• _SUPPLIED TEXT_
Amid this frontal assault on credulity, Hart interjected a story to the effect that a mountain lion, just before my arrival, had killed and buried a doe outside his garden gate, returning two consecutive nights to finish it off. “There we were, the two of us,” Hart said. “I was out there to guard my garden, the cougar was lying just outside to guard his kill.” This was no joke. Hart pointed out a fresh, round cougar pawprint in the ground, the remnants of the unfortunate victim, the brush the cat had pawed over it and the depression where the lion had bedded down. “Lots of people live a whole lifetime,” Sylvan observed, “without having a mountain lion in their garden.”
Fact is hard to separate from fancy on Five Mile Bar, the facts tend to be so fancy. The elk-antler door handles would be a good case in point, except that there are so many others. It is difficult to believe, looking around the compound, that practically every ingenious element of its orderly clutter was fashioned by Hart’s hand, and the degree to which everything is made and placed for some specific purpose is something more than ingenious. Even the pastel red of the buildings, achieved by using an iron compound in the homemade plaster, is designed to harmonize with the complementary pastel greens of surrounding apple and apricot trees.
The effect enhances an already esthetic, if rampantly eclectic, architecture. Kitchen house and blacksmith shop, linked in a Tennessee dogtrot pattern, are in turn joined to the two-storied, balconied living quarters, a modified Swiss structure, by an open South Seas roof house. Those living quarters, by the way, demand further mention. The lower room, masoned of native stone, serves as winter quarters. The frame upper floor, Buckskin’s summer house, boasts a bay window—a B-18 Plexiglas cockpit canopy he packed in on his back. It also has, in the balcony, a fine place to sleep in fair weather and good protection for firewood in foul. Over it all whips and cracks a picturesquely indomitable 48-star flag, its fabric faded by sun and frayed by wind. “Oh, I’m patriotic,” says Buckskin. “Ever’ time a bald eagle flies by, I take off my hat.”

• _MATERIAL PROVIDED_
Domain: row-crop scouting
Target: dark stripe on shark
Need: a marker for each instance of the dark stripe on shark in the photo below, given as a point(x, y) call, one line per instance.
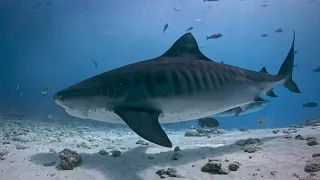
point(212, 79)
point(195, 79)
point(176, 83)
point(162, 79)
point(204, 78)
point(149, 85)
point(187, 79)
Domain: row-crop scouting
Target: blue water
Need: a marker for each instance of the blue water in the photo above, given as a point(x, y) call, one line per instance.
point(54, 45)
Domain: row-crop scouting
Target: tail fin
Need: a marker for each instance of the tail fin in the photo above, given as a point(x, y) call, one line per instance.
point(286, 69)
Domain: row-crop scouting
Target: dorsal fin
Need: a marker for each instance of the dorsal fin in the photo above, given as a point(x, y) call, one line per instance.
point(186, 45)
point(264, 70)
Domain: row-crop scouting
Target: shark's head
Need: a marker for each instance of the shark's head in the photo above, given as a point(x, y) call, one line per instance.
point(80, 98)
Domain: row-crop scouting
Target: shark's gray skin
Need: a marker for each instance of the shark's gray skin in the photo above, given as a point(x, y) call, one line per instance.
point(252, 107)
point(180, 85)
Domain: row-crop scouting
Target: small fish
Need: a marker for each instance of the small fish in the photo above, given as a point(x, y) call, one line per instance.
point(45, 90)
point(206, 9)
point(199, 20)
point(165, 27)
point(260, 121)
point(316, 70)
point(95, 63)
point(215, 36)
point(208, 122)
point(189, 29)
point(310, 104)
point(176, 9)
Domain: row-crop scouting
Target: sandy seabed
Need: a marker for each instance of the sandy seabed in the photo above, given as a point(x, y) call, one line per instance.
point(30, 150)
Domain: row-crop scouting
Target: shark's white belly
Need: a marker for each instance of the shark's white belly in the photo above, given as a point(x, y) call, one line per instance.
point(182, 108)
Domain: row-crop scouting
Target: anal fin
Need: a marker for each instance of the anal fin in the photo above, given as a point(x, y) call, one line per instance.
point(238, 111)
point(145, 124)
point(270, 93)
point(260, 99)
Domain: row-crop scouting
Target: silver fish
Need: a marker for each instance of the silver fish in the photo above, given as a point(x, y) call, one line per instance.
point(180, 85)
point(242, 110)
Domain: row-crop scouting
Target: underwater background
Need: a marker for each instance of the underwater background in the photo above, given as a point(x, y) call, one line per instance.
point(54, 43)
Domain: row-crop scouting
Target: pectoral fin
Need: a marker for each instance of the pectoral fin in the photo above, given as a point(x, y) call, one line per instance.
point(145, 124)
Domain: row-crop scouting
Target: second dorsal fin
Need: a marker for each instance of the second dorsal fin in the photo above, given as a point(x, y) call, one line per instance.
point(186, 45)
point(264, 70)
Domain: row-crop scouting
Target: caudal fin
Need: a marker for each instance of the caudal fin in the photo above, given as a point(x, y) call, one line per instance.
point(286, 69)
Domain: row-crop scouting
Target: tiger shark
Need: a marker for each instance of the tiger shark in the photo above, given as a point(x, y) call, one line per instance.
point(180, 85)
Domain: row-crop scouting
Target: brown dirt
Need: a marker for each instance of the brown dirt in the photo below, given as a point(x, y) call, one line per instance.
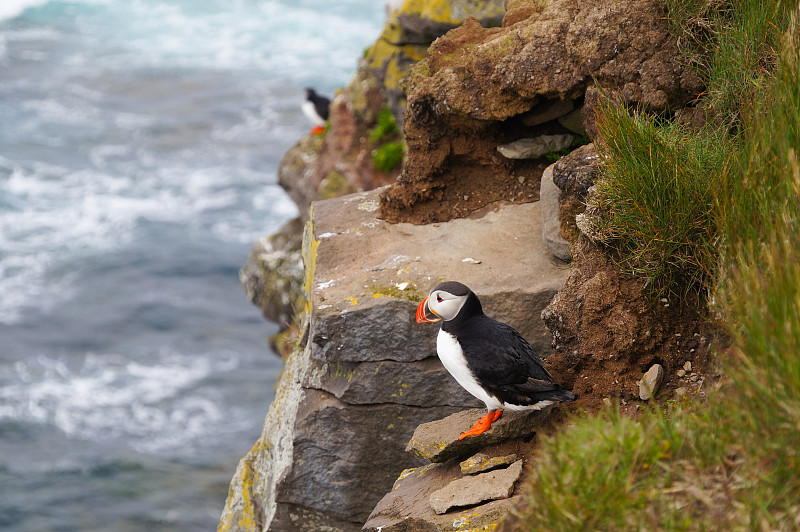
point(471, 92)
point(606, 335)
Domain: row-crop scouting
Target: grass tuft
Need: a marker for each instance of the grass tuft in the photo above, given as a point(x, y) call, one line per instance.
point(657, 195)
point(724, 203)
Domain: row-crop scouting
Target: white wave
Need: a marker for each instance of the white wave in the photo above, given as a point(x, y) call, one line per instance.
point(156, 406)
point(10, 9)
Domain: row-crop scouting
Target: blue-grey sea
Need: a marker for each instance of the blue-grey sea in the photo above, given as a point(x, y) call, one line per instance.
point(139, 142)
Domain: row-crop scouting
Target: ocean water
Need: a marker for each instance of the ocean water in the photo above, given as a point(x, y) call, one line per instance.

• _SET EXERCISE_
According to the Five Mile Bar passage, what serves as the bay window of the frame upper floor? The rows are unrelated to the passage and are provided as separate material.

• _RESPONSE TO THE TASK_
A B-18 Plexiglas cockpit canopy that Buckskin packed in on his back.